Saved data entries:
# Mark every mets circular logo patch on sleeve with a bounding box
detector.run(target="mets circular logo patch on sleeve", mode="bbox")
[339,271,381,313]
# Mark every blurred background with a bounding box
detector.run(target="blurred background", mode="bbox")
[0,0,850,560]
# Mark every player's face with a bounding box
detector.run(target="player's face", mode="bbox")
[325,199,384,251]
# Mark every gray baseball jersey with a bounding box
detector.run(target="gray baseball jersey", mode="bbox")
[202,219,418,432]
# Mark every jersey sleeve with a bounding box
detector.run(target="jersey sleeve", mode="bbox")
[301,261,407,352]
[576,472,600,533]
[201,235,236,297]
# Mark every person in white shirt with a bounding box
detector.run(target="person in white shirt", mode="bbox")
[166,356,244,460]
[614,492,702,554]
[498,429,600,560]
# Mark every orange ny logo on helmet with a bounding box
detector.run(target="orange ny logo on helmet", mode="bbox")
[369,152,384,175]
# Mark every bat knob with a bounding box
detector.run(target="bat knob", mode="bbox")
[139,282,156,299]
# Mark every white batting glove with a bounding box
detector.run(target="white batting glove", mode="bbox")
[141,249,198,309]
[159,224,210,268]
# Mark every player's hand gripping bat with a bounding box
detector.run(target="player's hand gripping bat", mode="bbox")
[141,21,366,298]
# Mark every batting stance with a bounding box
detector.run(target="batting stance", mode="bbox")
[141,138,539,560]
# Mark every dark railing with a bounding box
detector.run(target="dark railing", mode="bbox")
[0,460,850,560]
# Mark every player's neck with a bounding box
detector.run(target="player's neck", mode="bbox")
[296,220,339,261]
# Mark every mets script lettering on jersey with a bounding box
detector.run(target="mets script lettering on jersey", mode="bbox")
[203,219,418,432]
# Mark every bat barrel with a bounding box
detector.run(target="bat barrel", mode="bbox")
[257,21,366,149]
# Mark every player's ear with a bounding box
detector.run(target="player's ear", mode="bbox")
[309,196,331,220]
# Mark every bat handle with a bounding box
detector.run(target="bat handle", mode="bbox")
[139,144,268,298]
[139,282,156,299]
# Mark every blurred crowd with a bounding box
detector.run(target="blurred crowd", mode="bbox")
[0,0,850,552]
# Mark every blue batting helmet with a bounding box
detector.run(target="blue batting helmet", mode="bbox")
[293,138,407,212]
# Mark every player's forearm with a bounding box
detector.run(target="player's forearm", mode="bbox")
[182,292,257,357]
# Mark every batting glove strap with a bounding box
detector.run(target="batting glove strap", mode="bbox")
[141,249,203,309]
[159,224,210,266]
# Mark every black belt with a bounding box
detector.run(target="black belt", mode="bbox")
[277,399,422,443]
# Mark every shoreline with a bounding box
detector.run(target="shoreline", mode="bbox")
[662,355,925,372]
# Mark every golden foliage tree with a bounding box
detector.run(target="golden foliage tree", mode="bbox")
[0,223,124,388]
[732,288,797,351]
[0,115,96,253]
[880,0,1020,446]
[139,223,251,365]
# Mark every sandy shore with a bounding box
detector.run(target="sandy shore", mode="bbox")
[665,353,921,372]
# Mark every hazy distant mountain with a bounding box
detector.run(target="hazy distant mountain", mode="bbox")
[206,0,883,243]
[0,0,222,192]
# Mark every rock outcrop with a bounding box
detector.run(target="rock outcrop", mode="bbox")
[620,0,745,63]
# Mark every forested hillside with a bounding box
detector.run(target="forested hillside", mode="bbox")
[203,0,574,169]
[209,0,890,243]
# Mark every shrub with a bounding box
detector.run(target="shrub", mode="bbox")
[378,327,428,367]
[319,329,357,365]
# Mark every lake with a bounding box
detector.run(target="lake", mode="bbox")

Required task: Copy out every one of these rows without changing anything.

Answer for the task:
# Mark every mets circular logo patch on sleeve with a bounding box
detector.run(target="mets circular logo patch on sleeve", mode="bbox")
[339,271,381,313]
# Mark every blurred background with a bounding box
detector.run(target="blurred background", mode="bbox")
[0,0,850,560]
# Mark every player's face with a bounding box
detector.run(target="player's face", mode="bbox")
[325,199,384,251]
# Mark every gray baseball jersey with a bounding box
detector.run(target="gray baseball jersey", mode="bbox")
[202,219,418,432]
# Mark every jersey sleeve with a bounding box
detector.run(target="jersey sleeve", mode="bbox")
[301,261,407,352]
[576,472,600,533]
[201,235,236,297]
# Mark every person in white shirt with a bounding box
detector.run(target="person in white shirt", mode="bbox")
[166,356,244,460]
[614,492,702,554]
[498,429,600,560]
# Mark every orange ny logo on helmet with a bounding box
detector.run(target="orange ny logo on helmet", mode="bbox")
[369,152,384,175]
# Mark every bat knob with a bounding box
detector.run(target="bat knob", mode="bbox")
[139,282,156,299]
# Mark every white batting glove with a bounding box
detector.run(target="white batting glove", mode="bbox")
[141,249,198,309]
[159,224,210,268]
# Mark every player's hand gripping bat with a bounding box
detector.run(target="player's hand gripping bat", mode="bbox")
[141,21,366,298]
# Mark every batting stance with a bounding box
detector.run(target="batting stance", mode="bbox")
[141,138,539,560]
# Mark every dark railing with a bounding box
detector.run(target="dark railing", mode="bbox")
[0,460,850,560]
# Mark every player's neck with a bounding box
detector.run(target="player's neck", mode="bbox")
[296,220,339,261]
# Mark every mets script lettering on jersey with a bounding box
detector.run(target="mets script lettering on jersey", mode="bbox")
[203,219,418,432]
# Mark every bat barrel with a bounding box
detector.run(target="bat barrel", mode="bbox")
[257,21,366,149]
# Mark every player's ear with a bounding box
detector.run(target="player's ear", mode="bbox")
[309,196,331,220]
# Mark every bat handle with a bounding box
detector.run(target="bat handle", mode="bbox")
[139,144,268,298]
[139,282,156,299]
# Mark every blurred crowd with a bounding box
detector.run(target="blurred crowd", mode="bbox")
[0,0,850,552]
# Mark every blue batting helmet with a bounding box
detector.run(target="blue batting helmet", mode="bbox")
[293,138,407,212]
# Mark every player's forearm with a bounding box
detector.run(target="player's forearm", mode="bbox")
[182,292,257,357]
# Mark every batting glove strap with a bounding box
detector.run(target="batting glove strap", mode="bbox")
[141,249,203,309]
[159,224,210,266]
# Mark every black belt with a bounding box
detector.run(target="black belt", mode="bbox")
[277,399,422,443]
# Mark every shoreline with a bounding box
detector.run(target="shoreline", mode="bbox")
[662,355,925,372]
# Mark every golden foliage tree with a bounding box
detector.run(target="golden foliage tree", mode="bbox")
[0,223,124,388]
[732,288,797,351]
[0,115,96,253]
[880,0,1020,446]
[139,223,251,365]
# Mark every sandy shore with a bounding box
detector.run(target="sandy shore", mode="bbox")
[665,353,921,372]
# Mark every hazy distant mountain with a bounding box
detector.run(target="hazy distant mountain", mode="bbox")
[206,0,883,243]
[0,0,222,192]
# Mark every rock outcrop with a bounding box
detector.run(target="rock outcrop", mode="bbox")
[620,0,745,63]
# Mark every forested hillside with a bounding box
detector.run(target="forested hillside", mode="bbox")
[203,0,574,169]
[209,0,890,243]
# Mark every shrub with a bounding box
detector.run(target="shrub", mode="bbox")
[378,327,428,367]
[319,329,357,365]
# Mark every lake with a bounding box
detector.run(target="lake", mode="bbox")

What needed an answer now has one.